» **Records**

━━━━━━━━━━━━━━━━━━━━━━━━━━━━━━

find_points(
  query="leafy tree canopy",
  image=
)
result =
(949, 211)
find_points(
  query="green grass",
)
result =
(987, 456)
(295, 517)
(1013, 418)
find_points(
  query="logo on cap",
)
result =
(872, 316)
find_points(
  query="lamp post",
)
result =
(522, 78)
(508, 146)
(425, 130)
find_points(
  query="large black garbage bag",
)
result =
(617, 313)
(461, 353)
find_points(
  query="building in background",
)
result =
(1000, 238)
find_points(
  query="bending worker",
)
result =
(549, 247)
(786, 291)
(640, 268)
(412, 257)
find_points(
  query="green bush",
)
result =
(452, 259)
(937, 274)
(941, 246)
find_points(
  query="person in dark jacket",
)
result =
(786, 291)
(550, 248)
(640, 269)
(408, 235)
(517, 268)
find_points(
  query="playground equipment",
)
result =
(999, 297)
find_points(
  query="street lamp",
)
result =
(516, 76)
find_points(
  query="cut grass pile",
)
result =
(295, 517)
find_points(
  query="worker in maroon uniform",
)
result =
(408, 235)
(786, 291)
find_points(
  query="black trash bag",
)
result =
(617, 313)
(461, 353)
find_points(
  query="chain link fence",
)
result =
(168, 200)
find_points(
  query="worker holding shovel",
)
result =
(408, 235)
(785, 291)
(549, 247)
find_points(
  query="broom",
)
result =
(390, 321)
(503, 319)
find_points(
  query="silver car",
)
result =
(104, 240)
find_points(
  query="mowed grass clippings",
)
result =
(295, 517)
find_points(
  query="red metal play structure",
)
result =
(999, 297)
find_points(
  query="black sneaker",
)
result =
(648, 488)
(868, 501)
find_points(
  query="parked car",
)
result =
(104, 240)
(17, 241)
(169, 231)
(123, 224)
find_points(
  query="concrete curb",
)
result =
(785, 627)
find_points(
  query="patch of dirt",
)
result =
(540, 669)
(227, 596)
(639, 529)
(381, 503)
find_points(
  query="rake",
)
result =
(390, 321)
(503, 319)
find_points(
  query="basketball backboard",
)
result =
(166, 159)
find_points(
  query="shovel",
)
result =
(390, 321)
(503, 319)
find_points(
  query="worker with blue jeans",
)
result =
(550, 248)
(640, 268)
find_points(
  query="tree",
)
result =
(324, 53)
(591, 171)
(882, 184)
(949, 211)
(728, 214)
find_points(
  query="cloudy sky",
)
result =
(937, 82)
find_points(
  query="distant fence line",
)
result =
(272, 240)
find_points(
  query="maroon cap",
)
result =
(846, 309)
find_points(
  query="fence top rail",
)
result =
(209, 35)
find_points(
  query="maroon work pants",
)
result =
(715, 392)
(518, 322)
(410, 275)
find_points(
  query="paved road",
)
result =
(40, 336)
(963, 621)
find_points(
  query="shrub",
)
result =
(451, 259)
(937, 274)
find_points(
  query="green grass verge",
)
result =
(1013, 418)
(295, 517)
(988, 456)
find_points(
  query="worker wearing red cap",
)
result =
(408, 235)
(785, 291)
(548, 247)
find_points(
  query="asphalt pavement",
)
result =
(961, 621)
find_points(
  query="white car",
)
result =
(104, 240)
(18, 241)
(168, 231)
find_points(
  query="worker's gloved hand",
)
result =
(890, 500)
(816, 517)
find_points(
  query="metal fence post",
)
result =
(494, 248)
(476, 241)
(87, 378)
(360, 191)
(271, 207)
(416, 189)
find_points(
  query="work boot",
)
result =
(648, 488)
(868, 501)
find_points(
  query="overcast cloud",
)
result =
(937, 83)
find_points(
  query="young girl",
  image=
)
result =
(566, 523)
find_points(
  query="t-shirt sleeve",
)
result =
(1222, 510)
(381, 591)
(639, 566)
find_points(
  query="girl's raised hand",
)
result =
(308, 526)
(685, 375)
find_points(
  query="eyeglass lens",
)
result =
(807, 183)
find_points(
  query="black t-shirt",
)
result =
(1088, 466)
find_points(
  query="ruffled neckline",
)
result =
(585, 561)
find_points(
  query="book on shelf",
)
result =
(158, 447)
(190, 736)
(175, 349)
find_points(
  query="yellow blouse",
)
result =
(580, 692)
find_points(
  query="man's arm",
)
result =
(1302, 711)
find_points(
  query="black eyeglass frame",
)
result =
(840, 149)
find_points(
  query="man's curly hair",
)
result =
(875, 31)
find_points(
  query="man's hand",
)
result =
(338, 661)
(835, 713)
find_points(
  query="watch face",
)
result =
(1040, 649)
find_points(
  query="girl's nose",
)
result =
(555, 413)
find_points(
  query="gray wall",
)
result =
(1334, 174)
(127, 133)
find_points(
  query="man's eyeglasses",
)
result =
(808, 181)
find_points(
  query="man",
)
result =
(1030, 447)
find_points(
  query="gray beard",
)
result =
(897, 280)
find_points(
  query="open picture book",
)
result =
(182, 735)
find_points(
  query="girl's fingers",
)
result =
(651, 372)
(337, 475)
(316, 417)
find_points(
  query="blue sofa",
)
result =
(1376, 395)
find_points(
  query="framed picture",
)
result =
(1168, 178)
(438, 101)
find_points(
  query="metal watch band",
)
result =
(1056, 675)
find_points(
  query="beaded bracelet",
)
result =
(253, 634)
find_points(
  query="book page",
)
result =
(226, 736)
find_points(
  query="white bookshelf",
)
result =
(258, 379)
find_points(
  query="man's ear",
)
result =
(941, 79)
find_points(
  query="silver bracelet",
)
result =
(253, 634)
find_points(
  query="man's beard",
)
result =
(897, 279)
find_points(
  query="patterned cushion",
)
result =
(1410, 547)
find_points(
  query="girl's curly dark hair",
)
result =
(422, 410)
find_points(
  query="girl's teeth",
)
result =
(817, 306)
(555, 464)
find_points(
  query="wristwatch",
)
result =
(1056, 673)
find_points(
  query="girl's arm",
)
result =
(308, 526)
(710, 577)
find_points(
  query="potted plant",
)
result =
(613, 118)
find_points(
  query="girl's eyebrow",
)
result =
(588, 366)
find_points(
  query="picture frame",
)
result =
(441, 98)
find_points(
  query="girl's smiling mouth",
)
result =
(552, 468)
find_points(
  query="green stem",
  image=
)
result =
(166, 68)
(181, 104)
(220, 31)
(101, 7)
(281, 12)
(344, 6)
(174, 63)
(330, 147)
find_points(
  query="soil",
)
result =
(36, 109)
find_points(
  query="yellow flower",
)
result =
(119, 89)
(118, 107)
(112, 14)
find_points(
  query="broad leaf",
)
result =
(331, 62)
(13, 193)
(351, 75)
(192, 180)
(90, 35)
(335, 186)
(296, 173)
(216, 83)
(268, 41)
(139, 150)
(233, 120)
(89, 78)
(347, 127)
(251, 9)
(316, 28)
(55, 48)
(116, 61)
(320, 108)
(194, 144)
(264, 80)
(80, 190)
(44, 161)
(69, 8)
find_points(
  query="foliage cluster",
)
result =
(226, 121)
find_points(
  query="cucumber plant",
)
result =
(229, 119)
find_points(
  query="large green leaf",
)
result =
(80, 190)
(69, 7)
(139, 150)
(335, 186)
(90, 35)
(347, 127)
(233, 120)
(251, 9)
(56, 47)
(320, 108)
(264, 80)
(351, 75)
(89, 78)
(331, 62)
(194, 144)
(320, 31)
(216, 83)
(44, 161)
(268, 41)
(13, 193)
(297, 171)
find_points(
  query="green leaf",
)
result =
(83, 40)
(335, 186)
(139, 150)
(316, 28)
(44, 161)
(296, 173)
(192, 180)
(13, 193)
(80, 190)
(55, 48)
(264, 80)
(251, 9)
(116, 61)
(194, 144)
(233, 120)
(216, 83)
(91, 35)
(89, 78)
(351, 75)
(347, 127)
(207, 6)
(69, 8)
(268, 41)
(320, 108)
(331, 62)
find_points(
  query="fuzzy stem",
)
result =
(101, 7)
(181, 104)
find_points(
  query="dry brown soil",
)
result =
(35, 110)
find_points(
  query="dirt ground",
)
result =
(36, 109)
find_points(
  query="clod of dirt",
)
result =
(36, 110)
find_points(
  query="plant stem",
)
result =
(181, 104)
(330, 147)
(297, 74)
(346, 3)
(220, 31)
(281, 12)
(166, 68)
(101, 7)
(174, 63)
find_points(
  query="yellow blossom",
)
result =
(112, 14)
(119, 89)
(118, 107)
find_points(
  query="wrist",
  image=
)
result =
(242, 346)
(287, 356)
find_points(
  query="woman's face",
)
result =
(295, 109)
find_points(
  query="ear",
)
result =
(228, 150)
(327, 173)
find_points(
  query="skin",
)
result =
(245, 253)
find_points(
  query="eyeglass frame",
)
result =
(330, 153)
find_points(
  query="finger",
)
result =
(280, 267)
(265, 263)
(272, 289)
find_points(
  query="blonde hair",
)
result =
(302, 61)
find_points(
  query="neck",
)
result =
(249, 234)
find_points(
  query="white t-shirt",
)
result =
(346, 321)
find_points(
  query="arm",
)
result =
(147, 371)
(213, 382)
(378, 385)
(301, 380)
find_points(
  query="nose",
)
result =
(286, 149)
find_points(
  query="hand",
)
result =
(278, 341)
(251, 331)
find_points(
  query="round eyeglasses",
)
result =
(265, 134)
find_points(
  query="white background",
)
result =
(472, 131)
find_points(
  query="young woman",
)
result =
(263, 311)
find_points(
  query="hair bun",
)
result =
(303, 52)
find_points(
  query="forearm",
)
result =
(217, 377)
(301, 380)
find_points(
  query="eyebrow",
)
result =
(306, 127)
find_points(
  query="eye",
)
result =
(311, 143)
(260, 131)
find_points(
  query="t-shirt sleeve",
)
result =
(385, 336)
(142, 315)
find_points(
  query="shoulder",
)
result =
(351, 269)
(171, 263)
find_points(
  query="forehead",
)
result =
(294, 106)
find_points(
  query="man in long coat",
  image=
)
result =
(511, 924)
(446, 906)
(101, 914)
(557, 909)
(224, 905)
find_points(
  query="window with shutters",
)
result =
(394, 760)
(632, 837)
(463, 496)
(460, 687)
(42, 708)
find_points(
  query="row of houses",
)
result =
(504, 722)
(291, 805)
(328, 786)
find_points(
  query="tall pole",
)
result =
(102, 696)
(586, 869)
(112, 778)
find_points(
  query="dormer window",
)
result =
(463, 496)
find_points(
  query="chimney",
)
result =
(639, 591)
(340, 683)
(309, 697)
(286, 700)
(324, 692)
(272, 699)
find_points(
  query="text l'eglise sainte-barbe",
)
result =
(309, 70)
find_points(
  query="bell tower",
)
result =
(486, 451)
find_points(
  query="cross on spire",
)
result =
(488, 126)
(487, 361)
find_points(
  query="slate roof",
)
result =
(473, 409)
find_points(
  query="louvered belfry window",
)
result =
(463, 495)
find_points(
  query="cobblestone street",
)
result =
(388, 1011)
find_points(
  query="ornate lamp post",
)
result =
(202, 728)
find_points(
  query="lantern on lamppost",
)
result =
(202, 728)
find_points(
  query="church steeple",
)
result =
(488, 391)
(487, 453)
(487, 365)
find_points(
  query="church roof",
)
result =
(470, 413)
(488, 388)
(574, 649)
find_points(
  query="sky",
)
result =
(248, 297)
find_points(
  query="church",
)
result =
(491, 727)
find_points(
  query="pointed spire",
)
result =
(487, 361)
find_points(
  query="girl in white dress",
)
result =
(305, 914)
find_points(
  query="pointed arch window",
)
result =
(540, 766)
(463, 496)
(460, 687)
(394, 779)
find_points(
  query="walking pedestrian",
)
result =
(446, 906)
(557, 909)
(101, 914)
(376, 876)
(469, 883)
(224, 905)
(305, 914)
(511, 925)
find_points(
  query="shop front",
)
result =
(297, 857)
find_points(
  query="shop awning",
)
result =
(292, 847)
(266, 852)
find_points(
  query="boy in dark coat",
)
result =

━━━━━━━━━━━━━━━━━━━━━━━━━━━━━━

» **What you are asked to do**
Gather every row above that contains the word "background" and copy each such row in full.

» **Correct answer**
  query="building in background",
  query="white background",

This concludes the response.